> [PROBLEM] Return verbatim the run of lines that opens with the line holding "Where can you spot the hallway" and closes with the last line of the records.

(Coordinate annotation entries)
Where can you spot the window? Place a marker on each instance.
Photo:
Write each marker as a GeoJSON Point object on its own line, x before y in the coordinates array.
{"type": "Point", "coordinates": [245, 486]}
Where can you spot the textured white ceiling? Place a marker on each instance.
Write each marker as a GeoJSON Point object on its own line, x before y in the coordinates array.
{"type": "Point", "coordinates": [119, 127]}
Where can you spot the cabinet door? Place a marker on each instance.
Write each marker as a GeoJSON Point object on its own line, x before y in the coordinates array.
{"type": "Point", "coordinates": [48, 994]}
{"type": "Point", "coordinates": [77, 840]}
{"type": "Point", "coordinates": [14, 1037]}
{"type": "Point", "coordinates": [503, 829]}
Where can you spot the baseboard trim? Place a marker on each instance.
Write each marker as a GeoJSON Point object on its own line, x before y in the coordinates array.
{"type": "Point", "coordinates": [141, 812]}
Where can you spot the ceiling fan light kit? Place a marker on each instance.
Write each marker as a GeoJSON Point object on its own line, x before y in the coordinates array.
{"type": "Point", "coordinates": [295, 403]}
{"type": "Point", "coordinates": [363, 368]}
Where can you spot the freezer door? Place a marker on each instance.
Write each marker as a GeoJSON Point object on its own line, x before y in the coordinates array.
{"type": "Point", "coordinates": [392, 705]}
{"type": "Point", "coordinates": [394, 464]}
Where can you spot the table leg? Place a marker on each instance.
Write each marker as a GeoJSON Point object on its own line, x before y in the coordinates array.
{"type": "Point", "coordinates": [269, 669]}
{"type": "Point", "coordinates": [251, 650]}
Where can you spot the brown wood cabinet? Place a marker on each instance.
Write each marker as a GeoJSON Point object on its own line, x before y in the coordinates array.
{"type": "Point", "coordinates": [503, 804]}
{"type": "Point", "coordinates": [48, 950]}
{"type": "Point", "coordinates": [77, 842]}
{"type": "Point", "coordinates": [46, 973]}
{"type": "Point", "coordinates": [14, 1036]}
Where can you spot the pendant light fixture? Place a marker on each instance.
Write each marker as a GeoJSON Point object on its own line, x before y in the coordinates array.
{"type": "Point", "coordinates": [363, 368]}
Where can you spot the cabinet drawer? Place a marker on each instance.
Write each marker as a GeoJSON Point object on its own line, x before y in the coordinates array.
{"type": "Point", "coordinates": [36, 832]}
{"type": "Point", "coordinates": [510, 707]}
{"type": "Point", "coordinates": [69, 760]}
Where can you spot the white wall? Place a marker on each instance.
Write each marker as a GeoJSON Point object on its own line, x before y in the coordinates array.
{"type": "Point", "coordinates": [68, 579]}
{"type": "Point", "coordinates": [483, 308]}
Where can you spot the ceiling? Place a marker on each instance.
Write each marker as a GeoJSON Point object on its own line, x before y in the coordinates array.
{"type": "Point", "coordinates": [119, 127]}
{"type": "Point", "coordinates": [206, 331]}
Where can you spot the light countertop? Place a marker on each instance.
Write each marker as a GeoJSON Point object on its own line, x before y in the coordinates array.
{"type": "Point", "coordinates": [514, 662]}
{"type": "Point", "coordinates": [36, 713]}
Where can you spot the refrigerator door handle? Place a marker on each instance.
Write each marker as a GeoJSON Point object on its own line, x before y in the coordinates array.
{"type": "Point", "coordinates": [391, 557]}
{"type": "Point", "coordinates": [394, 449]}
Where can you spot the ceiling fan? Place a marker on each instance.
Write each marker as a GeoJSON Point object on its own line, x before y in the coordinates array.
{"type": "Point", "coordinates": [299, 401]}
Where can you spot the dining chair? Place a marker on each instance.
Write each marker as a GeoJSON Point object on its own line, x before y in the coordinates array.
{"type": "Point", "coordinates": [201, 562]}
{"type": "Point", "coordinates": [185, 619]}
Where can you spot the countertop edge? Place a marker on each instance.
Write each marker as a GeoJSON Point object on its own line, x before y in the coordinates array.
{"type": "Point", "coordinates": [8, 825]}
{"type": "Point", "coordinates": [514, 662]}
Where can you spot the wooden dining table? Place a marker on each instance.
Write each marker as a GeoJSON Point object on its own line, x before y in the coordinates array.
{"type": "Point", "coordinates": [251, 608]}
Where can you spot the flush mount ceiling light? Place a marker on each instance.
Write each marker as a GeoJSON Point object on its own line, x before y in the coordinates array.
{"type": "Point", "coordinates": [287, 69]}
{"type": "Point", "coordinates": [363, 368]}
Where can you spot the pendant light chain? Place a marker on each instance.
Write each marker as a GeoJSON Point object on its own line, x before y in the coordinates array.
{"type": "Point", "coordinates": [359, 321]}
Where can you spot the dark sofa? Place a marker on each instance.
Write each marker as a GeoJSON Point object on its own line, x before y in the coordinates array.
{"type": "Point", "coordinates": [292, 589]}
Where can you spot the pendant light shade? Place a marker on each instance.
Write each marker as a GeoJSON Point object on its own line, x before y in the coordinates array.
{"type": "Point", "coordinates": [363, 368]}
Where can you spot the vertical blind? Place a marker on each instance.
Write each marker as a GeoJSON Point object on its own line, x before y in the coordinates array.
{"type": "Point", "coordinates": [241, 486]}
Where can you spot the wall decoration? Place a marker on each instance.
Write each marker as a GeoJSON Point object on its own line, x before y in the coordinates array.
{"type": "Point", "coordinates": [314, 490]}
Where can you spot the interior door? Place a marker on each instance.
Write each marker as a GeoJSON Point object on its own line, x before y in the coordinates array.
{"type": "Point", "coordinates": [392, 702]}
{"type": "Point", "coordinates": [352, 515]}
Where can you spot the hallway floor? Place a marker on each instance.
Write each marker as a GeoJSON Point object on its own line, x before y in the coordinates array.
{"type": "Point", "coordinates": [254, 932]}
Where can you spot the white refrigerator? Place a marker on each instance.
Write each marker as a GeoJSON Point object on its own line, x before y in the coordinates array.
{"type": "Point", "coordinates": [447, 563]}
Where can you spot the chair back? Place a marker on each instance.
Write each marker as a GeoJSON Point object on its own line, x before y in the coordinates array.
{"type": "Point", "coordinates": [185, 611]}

> [COMPLETED EXERCISE]
Where can you spot the hallway floor? Place a marker on each instance.
Write each marker as a GeoJSON Point object on its own line, x before y in the coordinates array.
{"type": "Point", "coordinates": [254, 932]}
Where can you spot the white refrigerator? Place a marker on each instance.
Write each marker as a GeoJSON Point object on its own line, x before y in the coordinates array.
{"type": "Point", "coordinates": [447, 563]}
Where can you spot the chair back? Place a marker on each instance.
Write each marker as a GeoJSON Point object on its own line, x before y in the coordinates array.
{"type": "Point", "coordinates": [185, 611]}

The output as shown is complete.